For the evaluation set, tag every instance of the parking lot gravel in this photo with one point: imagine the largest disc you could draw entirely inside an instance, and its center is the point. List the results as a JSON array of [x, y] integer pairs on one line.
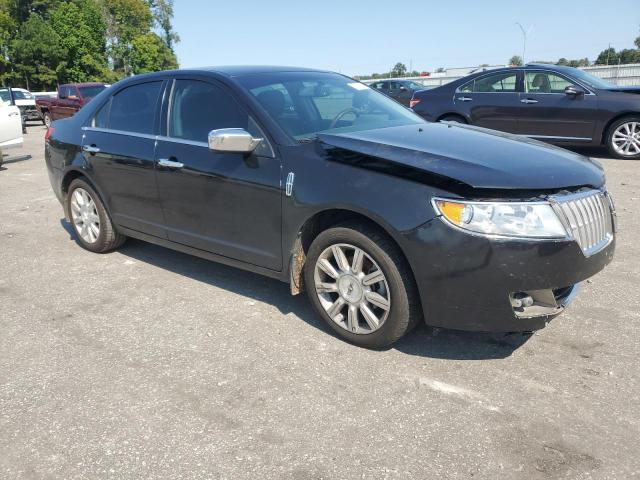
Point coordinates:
[[148, 363]]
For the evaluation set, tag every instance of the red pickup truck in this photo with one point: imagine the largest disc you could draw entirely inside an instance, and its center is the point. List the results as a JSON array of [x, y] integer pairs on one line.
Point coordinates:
[[71, 98]]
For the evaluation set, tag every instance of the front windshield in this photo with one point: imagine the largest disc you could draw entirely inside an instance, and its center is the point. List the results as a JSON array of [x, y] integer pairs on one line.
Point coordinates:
[[592, 81], [307, 103]]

Work to do:
Rewrite all the entries, changing each "evaluation set" to "test set" and keeping everything else the same. Leave the pictures out.

Response to this task:
For the test set, tag every instance of the parking lot gravel in this photo with one point: imagine the largest disc you could draw entirely inside an instance, and its center is the point. List the results as a JSON array of [x, y] integer pairs on one line.
Point coordinates:
[[148, 363]]
For the test set, tag every instance of the red pickup truck in this photo with one point: imagine the largest disc you could draw entirely inside an instance, and its center is the point. List the results as a JSON array of [x, y] integer pairs on one line.
Point coordinates:
[[71, 98]]
For the test set, tag every instance of the front windshield in this photo with one point: imagine the largest disc you could draw entirely inside an instance, and its center is the point. List the results as a JSON array of [x, y] integer pairs on one line.
Point coordinates:
[[592, 81], [307, 103]]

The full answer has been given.